01. Dornenreich – Im ersten aller Spiele

Den Anfang macht das österreichische Trio von Dornenreich. Eine kurze Recherche und einen ersten Hördurchlauf später lässt sich konstatieren: von den einst vorhandenen Black-Metal-Einflüssen ist nicht mehr viel zu spüren. Stattdessen bestimmen akustische Gitarren, deutscher Sprechgesang und eigenwillige Violinen-Melodien das sehr aufgeräumte Klangbild, das Assoziationen an ein düsteres Wiegenlied weckt. Müsste man das Ganze in eine stilistische Schublade stecken, so läge man mit folkig angehauchtem Singer/Songwriter vermutlich nicht all zu weit daneben. Positiv hervorzuheben ist das omnipräsente Bemühen um Dynamik. Immer wieder nimmt man Tempo auf und steigert die Intensität, nur um kurz darauf in melancholische Introvertiertheit zurückzukehren, stets kreisend um die auf deren Essenz reduzierten Motive. Erfreulich ist auch die stimmige Integration der stimmlichen Darbietung, die unaufdringlich agiert, ohne in pathetischen Kitsch abzudriften. Einziges Manko ist die Spielzeit, die mit knapp 5 Minuten deutlich zulang anberaumt ist. Denn eigentlich ist bereits nach der Hälfte dessen alles gesagt.

- AUFGABE 1: Schreibe aus den Datensätzen unten den Abschnitt genau ab, der mit der Zeile beginnt, die „pixel 381 199.“ enthält, und mit dem Ende der Datensätze schließt. Beide Enden gehören dazu.

- AUSGANGSMATERIAL:
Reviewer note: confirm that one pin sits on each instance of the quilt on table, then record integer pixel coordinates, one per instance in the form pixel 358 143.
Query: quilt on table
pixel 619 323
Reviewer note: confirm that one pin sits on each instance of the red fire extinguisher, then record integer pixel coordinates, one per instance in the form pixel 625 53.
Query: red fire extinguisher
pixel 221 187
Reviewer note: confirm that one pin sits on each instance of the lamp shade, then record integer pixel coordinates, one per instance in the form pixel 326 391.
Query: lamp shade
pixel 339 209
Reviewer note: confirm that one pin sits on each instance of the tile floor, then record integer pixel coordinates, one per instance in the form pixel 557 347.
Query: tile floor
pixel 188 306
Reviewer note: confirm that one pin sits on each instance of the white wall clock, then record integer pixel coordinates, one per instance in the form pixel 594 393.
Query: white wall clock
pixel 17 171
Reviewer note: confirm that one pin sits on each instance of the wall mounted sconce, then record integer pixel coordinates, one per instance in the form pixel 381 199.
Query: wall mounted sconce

- AUFGABE 2: Gib die Besprechung des Stücks von Dornenreich oben Wort für Wort vollständig wieder.

- ANTWORT 1:
Reviewer note: confirm that one pin sits on each instance of the wall mounted sconce, then record integer pixel coordinates, one per instance in the form pixel 381 199.
Query: wall mounted sconce

- ANTWORT 2:
01. Dornenreich – Im ersten aller Spiele

Den Anfang macht das österreichische Trio von Dornenreich. Eine kurze Recherche und einen ersten Hördurchlauf später lässt sich konstatieren: von den einst vorhandenen Black-Metal-Einflüssen ist nicht mehr viel zu spüren. Stattdessen bestimmen akustische Gitarren, deutscher Sprechgesang und eigenwillige Violinen-Melodien das sehr aufgeräumte Klangbild, das Assoziationen an ein düsteres Wiegenlied weckt. Müsste man das Ganze in eine stilistische Schublade stecken, so läge man mit folkig angehauchtem Singer/Songwriter vermutlich nicht all zu weit daneben. Positiv hervorzuheben ist das omnipräsente Bemühen um Dynamik. Immer wieder nimmt man Tempo auf und steigert die Intensität, nur um kurz darauf in melancholische Introvertiertheit zurückzukehren, stets kreisend um die auf deren Essenz reduzierten Motive. Erfreulich ist auch die stimmige Integration der stimmlichen Darbietung, die unaufdringlich agiert, ohne in pathetischen Kitsch abzudriften. Einziges Manko ist die Spielzeit, die mit knapp 5 Minuten deutlich zulang anberaumt ist. Denn eigentlich ist bereits nach der Hälfte dessen alles gesagt.